All lines from the one including "microphone in the photo above." to the bottom of the entries below should be repeated exactly, both ends kept.

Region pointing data
== Segment start ==

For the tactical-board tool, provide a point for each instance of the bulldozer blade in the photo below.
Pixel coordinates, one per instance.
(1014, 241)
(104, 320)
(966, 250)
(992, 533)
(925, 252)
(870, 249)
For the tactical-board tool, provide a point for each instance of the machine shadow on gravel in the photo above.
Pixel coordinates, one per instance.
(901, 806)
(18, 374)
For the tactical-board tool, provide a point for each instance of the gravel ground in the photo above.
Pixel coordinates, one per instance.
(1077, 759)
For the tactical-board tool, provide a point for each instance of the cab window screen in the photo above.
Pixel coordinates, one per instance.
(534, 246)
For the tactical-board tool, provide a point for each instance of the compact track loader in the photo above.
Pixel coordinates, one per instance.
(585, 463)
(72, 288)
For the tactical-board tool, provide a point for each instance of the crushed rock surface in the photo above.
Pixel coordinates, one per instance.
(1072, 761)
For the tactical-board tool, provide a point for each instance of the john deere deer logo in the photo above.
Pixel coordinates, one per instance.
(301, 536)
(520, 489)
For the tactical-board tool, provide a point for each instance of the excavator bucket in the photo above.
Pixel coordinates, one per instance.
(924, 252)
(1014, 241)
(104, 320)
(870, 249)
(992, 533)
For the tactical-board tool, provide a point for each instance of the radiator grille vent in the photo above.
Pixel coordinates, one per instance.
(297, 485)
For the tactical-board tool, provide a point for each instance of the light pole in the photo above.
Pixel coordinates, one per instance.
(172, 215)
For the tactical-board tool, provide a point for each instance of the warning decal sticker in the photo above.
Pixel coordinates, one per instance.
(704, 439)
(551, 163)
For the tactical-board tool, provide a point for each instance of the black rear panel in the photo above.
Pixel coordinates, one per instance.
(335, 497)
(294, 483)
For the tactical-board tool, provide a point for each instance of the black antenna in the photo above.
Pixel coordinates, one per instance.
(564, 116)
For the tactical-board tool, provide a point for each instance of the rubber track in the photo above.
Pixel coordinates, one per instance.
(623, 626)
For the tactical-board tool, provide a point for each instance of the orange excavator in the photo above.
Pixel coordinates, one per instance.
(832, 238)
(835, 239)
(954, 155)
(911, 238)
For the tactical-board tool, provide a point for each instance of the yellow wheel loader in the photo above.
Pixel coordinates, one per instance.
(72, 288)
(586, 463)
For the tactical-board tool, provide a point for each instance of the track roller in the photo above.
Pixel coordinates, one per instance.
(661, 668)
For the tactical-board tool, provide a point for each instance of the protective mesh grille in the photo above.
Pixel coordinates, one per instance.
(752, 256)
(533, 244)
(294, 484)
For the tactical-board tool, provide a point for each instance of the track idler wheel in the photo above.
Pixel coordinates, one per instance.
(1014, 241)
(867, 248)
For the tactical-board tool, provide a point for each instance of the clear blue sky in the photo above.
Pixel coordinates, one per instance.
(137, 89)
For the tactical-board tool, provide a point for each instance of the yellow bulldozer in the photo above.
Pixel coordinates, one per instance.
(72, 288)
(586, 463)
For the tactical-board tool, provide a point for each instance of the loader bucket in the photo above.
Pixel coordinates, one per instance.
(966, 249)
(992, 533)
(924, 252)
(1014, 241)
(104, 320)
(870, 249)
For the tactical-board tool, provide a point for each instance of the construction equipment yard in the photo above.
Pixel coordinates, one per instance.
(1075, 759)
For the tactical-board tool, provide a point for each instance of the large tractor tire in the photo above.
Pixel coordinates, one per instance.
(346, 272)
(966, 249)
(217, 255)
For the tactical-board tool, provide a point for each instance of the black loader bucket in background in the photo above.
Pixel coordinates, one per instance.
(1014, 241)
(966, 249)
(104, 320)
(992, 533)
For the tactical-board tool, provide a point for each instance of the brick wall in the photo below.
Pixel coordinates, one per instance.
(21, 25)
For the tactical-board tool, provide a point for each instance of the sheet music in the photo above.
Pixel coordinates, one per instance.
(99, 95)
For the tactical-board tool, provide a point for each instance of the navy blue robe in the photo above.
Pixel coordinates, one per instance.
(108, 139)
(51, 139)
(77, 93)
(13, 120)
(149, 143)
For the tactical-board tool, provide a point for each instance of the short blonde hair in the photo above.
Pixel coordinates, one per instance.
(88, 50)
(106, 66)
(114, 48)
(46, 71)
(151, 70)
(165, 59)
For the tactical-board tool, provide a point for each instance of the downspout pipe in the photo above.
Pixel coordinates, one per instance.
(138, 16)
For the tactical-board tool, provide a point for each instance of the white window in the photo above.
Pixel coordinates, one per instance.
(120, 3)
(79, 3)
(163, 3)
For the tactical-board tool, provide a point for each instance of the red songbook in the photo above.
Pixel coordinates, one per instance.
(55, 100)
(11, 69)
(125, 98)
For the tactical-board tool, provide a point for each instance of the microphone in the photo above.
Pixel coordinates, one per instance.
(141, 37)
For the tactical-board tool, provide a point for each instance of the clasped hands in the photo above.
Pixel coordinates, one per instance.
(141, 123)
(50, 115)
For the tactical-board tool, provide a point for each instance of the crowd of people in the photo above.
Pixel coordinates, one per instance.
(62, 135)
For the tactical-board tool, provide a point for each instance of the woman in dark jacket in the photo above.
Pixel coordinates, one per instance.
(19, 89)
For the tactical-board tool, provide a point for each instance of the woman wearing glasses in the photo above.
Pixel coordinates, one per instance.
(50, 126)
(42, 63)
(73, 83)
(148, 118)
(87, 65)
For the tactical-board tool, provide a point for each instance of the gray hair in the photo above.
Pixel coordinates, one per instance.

== Segment end ==

§ **EXPECTED ANSWER**
For the tactical-board tool, provide a point for each instance of the microphone in the photo above.
Pixel coordinates, one per instance.
(141, 37)
For the tactical-board tool, provide a point for each instance of the clasped hands in the photo above.
Pixel coordinates, one per instance.
(141, 123)
(50, 115)
For the tactical-board tool, provide a point for each instance of the crowd of people in the photo above.
Pixel coordinates, one per instance.
(62, 135)
For the tactical-board tool, provide a point for each instance of the woman in dark jacket in the photo above.
Pixel coordinates, one per instance.
(19, 89)
For the tactical-board tool, provide a point for each instance of the woman wearing glasses in the photo above.
Pixel coordinates, one per instance.
(50, 126)
(42, 63)
(73, 83)
(148, 118)
(87, 65)
For the tactical-board tool, provide a point for each instance of the gray hair in the photo above.
Pixel coordinates, one per instance.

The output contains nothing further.